### CONSEGNA 1
Nel brano sui viaggi riportato più sotto, elenca le affermazioni che, nella stessa frase, seguono «È più facile che nel passato».

### BRANO
- - -
In un suo libro sui viaggiatori, Roberto Lavarini, nel 2006, scriveva:

Viaggiare non è più un evento straordinario. Tutti viaggiano e per vari motivi. È più facile che nel passato, c’è più tempo a disposizione, i mezzi di trasporto sono più veloci e confortevoli e, in generale, si parte con un buon bagaglio di informazioni. Spesso, il viaggio e la meta si conoscono già prima di partire, grazie a Internet o a minuziose guide, nulla è più lasciato al caso.
- - -
Dati di etichettatura con coordinate

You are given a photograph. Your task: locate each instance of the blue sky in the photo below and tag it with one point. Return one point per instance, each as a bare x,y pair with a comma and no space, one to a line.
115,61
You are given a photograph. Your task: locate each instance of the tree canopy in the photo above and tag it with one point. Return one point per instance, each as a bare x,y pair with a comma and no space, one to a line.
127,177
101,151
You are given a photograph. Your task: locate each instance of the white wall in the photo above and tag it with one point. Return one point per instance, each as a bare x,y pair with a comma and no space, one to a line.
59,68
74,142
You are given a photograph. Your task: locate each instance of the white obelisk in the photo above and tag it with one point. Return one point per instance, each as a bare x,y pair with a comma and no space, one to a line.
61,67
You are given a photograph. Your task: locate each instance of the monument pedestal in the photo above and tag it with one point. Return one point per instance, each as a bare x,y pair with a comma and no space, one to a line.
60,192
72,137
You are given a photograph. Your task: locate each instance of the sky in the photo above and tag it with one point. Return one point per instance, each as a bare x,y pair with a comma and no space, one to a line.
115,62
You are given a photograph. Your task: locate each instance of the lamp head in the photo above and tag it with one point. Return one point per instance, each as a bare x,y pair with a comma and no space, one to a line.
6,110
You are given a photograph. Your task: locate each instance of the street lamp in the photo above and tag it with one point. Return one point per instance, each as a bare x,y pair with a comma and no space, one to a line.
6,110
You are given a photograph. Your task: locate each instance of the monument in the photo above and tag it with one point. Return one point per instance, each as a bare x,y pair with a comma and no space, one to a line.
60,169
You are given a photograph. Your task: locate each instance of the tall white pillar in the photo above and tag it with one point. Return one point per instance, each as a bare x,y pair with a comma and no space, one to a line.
- - -
### CONSEGNA 2
Conta le righe dei record che contengono la parola "tall", tenendo conto di maiuscole e minuscole, e scrivi soltanto il numero.

### SVOLGIMENTO 1
- c'è più tempo a disposizione
- i mezzi di trasporto sono più veloci e confortevoli
- in generale, si parte con un buon bagaglio di informazioni

### SVOLGIMENTO 2
1